* Exercise material
- - -
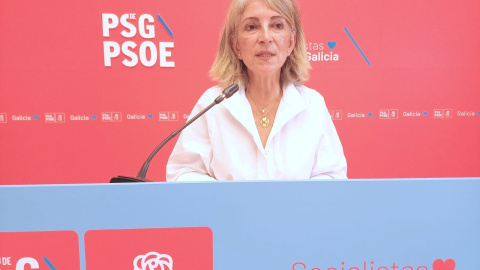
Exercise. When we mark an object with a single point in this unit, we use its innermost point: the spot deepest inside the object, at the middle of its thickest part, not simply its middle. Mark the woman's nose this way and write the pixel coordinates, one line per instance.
(265, 35)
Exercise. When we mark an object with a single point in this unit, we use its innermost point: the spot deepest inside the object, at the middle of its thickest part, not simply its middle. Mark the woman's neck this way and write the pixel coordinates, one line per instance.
(264, 89)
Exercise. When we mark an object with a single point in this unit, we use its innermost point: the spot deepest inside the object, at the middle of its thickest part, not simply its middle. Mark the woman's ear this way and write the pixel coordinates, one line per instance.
(235, 48)
(293, 41)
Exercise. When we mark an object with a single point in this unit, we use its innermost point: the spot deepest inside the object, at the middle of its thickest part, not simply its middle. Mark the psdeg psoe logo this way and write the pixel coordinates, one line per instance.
(153, 260)
(39, 250)
(148, 53)
(438, 264)
(3, 117)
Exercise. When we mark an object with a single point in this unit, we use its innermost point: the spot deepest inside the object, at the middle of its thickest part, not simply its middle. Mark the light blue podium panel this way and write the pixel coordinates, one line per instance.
(326, 225)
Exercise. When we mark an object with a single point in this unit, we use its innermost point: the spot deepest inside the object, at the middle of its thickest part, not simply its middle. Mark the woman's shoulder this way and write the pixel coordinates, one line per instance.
(210, 94)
- - -
* Brief
Copy every row above word for word, leaving out the pictures.

* Answer to this exercise
Exercise. When we mark an object with a single point in this unit, we use its innermost point: the spot deepest inside the object, at the middle of its thickest part, not simply its middle. Mark the woman's nose this way and write the pixel coordinates, one line per instance.
(265, 35)
Exercise. When we mark an object with a single point in this unit, we use its innermost point: the spot deepest inside the object, at the middle of its thickest part, not simply its middle. Mark the woman's neck this way and write the pixel coordinates, one line per instance.
(264, 89)
Exercise. When we mark an object with a single point in this unit, we use its innermost point: the spot deepest inside the object, at the middle of its thickest part, not simply its middle. Mark the woman's ear this way and write the pixel coordinates, one line per instance.
(235, 48)
(293, 41)
Exercise. When we mark an object with a single point in this unit, we use its innermost point: the spot deepest inside the object, at the middle of its thickest part, not simply its middle. Mark the psdeg psoe logo this way and write the pixel coordinates, one line per instance.
(153, 260)
(39, 250)
(148, 53)
(438, 264)
(3, 117)
Exercise. When we mark an object with a single point in this unit, we use its innermost point: the spot deepest inside the object, at the middle of its thickest part, not simply its middle. Mark the light blue podium panel this way and write the pixel coordinates, one line per instance.
(326, 225)
Exercise. When we mark an object with a single point in this unit, we use its innermost point: the spot deepest inside the object, at the middle of its thickest part, not simply its middle. Mark the woman's shoulder this way and write the pixel coordinates, one line per instance.
(210, 94)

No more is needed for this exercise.